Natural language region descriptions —
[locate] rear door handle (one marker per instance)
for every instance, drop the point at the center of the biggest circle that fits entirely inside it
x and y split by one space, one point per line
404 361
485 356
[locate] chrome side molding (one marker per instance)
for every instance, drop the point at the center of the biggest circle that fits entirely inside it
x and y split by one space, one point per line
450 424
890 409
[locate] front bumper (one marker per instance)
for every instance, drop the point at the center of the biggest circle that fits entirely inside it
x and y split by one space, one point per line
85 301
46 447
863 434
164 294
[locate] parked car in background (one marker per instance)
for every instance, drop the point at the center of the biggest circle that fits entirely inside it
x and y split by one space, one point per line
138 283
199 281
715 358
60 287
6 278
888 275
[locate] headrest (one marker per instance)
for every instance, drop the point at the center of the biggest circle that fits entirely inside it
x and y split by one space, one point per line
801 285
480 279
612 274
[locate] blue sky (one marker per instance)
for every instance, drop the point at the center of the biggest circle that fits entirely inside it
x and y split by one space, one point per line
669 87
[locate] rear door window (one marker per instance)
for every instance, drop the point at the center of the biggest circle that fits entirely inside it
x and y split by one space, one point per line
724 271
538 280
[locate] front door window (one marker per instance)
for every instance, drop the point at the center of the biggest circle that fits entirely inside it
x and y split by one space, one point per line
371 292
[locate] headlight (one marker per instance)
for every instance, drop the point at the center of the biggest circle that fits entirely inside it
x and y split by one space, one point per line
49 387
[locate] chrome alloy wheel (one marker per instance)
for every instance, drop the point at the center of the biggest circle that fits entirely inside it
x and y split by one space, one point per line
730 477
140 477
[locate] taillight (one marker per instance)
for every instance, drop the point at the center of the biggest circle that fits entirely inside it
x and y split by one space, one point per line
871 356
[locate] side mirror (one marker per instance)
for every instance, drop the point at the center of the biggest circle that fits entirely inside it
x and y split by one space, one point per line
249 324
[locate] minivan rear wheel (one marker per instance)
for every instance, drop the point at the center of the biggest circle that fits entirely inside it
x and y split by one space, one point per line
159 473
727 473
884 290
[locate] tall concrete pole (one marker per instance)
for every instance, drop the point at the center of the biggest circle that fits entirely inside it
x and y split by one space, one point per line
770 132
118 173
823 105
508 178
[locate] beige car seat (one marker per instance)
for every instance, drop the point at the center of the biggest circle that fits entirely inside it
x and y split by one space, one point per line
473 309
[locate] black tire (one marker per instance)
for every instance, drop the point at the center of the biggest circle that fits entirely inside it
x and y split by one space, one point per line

---

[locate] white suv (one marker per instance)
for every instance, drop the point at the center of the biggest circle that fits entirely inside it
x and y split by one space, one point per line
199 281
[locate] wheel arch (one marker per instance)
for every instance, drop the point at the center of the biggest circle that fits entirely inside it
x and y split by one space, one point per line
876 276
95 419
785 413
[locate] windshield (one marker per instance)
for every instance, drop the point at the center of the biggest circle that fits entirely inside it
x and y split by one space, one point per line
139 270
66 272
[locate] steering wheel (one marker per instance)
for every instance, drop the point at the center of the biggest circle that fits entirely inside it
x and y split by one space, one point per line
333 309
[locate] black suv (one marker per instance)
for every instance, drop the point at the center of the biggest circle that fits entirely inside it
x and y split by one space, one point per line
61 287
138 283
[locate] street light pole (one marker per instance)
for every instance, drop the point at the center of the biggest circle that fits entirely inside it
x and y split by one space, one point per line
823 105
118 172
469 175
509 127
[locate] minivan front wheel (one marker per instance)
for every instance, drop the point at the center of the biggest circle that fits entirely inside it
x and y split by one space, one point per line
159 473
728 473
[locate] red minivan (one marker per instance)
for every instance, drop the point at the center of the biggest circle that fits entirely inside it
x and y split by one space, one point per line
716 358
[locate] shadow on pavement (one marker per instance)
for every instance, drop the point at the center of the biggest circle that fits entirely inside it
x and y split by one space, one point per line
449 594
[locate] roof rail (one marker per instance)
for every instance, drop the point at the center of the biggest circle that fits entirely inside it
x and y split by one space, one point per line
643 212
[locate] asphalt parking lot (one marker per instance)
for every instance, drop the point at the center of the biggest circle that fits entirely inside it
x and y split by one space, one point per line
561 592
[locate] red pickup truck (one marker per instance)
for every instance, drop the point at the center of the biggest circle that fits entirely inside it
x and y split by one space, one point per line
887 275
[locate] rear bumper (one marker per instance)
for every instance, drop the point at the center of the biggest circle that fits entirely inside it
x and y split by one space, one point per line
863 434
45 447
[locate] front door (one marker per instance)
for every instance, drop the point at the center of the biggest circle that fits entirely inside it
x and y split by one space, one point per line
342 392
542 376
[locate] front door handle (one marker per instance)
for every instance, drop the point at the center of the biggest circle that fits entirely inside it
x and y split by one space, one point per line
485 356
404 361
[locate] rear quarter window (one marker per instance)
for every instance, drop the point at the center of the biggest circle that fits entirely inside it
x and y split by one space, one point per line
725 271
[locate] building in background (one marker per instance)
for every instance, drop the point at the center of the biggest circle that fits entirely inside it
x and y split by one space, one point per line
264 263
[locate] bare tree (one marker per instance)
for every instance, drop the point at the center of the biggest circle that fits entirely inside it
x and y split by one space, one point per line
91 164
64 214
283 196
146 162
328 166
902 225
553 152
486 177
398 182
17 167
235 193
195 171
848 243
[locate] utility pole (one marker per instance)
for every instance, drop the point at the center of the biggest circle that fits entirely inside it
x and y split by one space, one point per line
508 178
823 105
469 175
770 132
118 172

---

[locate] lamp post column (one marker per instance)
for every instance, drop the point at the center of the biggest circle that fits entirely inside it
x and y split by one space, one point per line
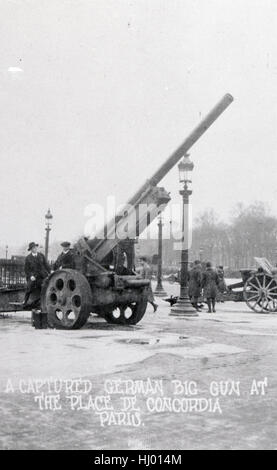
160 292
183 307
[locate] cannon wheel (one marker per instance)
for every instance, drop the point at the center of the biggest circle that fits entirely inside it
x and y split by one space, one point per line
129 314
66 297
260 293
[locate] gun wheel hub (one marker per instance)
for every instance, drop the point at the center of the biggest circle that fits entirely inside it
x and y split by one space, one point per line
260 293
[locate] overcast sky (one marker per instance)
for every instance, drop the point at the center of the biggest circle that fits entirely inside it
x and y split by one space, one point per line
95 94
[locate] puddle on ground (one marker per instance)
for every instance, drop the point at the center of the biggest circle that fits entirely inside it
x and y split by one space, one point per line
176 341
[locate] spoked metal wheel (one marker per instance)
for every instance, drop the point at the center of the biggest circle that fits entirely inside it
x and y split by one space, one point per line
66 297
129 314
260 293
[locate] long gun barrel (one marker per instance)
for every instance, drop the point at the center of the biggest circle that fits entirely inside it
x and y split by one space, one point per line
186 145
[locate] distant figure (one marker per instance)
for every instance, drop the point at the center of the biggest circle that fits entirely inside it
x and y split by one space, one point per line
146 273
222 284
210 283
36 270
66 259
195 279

What to work on —
The answer must be every line of the entries that includes the word "minivan".

Solution —
[locate] minivan rear wheel (one marker per instance)
[locate] minivan front wheel (one marker per instance)
[locate] red minivan (one marker per instance)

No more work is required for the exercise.